## [BRIEF A]
Answer these questions about the essay on AI coding agents below:
(i) According to the essay, AI reduces the cost of what, and which cost does it not remove?
(ii) What does a long value break?
(iii) What does the essay call a specification?

## [PAGE EXTRACT]

────────────────────────────────────────

AI agents can generate code.
That part is becoming obvious.
They can create components, wire APIs, refactor modules, add tests, open pull requests, and implement features from written specifications.
This changes software development.
But I think the most interesting change is not simply that code becomes cheaper.
The more important shift is this:
AI reduces the cost of implementation, but it does not remove the cost of judgement.
And in many cases, it makes that cost more visible.
The first implementation becomes cheap.
The refinement loop becomes the real work.
The Promise: Specs Become Pull Requests
The attractive idea is simple.
You write a specification. An AI agent reads it. The agent changes the codebase. A pull request appears. You review it. The project moves forward.
This is the promise behind many AI-native development workflows.
It is also one of the ideas behind my own experiments with spec-driven coding and AI-assisted project automation.
At first, it feels like a huge unlock.
Instead of manually implementing every detail, you can describe what you want. Instead of spending hours on boilerplate, you can delegate. Instead of treating every small feature as a manual coding session, you can imagine a factory of changes.
Specification in. Pull request out.
But after using this style of development, I keep noticing a more complicated reality.
The agent implements the task.
Then you open the product.
And the real work begins.
The Reality: The Feature Exists, But Something Feels Wrong
An AI agent can implement a feature that is technically correct.
The code compiles. The tests pass. The page renders. The API is connected. The pull request looks reasonable.
But when you interact with the result, you start seeing small wrongness everywhere.
A button should have been a link.
A menu becomes overloaded.
A long value breaks the layout.
A filter does not persist.
A navigation path feels awkward.
An empty state is missing.
A label is technically accurate but visually heavy.
A new feature feels bolted onto the product rather than integrated into it.
None of these problems are necessarily catastrophic.
But together they create the real cost of AI-assisted development.
The agent produced something that was almost right.
And “almost right” is expensive.
The Specification Is Never Complete
The common answer is:
Write better specifications.
That is true, but incomplete.
Better specifications help. Clearer acceptance criteria help. More examples help. More context helps.
But a specification is not a complete description of the desired product.
A specification is a compressed expression of intent.
When a human developer reads a task, they bring a lot of invisible context with them:
- experience;
- taste;
- common sense;
- product memory;
- understanding of existing patterns;
- awareness of user expectations;
- a sense of what would be embarrassing to deliver;
- a sense of what is technically correct but product-wise wrong.

────────────────────────────────────────

[Records of labeled boxes]
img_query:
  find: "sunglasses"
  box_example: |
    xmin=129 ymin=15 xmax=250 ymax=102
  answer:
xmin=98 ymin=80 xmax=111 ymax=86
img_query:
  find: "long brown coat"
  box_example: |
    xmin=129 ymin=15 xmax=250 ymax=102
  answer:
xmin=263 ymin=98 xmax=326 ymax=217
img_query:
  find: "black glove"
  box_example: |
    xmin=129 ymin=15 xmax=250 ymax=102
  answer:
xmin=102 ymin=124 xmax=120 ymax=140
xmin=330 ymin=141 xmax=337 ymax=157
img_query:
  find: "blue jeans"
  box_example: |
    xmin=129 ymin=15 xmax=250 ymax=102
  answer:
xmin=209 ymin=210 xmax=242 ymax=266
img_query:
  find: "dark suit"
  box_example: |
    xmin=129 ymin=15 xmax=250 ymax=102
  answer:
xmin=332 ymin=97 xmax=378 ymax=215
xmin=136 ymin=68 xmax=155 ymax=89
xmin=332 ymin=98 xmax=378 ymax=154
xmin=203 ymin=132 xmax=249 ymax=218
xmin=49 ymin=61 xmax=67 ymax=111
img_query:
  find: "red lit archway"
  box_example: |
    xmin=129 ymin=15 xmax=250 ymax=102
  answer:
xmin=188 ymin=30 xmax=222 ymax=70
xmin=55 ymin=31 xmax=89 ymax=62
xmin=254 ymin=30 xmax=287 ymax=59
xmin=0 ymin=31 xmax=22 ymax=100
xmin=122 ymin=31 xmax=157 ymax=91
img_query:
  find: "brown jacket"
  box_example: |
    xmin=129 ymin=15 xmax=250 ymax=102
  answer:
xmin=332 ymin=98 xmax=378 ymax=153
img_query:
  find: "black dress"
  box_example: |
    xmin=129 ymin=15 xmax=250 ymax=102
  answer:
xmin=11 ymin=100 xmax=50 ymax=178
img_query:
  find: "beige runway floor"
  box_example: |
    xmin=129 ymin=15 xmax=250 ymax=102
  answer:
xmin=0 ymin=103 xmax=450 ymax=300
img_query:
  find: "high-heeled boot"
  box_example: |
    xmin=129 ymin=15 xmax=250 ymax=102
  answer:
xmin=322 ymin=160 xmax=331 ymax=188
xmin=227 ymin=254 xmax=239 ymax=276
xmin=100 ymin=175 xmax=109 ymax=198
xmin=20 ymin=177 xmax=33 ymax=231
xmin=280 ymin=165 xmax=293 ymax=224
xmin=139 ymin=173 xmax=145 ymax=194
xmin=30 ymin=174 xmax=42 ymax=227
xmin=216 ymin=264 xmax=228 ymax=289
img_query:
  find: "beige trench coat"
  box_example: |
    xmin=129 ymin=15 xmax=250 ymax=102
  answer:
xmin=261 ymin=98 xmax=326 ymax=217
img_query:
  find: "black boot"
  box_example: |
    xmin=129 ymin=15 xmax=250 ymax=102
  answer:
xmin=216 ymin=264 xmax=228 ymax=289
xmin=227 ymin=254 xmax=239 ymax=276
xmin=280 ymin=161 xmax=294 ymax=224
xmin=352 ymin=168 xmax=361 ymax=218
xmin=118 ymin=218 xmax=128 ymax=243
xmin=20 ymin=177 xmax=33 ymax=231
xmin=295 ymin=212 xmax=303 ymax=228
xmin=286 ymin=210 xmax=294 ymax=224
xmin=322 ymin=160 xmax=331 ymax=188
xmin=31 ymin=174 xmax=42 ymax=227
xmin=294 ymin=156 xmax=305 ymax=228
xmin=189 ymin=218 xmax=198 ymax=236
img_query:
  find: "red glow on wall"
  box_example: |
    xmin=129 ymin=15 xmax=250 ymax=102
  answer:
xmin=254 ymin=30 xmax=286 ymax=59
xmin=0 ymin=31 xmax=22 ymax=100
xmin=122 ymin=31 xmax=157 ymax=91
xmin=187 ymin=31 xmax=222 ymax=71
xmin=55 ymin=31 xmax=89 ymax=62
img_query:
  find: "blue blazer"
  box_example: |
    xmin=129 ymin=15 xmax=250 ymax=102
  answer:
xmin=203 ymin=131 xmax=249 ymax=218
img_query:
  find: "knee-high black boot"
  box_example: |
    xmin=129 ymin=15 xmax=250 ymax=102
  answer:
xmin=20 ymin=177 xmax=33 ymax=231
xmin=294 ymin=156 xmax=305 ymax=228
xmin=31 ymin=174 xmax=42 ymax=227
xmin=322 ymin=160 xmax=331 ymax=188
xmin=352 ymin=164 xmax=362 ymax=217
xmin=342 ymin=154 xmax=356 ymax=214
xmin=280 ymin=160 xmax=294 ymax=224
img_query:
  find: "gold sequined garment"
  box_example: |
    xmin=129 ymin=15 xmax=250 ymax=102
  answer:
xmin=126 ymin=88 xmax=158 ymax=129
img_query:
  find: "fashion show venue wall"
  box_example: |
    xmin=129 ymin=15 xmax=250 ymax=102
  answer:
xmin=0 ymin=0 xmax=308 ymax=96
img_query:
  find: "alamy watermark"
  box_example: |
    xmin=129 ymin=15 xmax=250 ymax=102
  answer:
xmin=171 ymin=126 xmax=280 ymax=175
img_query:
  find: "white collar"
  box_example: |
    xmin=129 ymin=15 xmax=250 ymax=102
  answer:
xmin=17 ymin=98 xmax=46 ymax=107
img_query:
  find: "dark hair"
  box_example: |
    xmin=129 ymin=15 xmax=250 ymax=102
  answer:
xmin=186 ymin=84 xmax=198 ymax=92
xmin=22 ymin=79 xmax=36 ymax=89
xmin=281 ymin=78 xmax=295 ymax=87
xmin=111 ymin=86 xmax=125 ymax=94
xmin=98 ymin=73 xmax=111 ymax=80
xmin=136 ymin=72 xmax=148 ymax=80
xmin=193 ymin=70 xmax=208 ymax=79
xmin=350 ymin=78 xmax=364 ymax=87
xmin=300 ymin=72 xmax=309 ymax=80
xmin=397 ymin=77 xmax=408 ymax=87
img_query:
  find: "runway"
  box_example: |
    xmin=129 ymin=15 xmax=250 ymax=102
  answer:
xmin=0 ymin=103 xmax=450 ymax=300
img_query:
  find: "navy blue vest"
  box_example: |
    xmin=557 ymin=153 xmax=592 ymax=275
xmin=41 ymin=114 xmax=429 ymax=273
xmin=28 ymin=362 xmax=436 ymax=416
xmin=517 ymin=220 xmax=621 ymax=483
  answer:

────────────────────────────────────────

## [BRIEF B]
How many lines in the entries above contain the string "high"? Count them and reply with the number alone.

## [RESPONSE A]
(i) It reduces the cost of implementation, but it does not remove the cost of judgement.
(ii) The layout.
(iii) A compressed expression of intent.

## [RESPONSE B]
2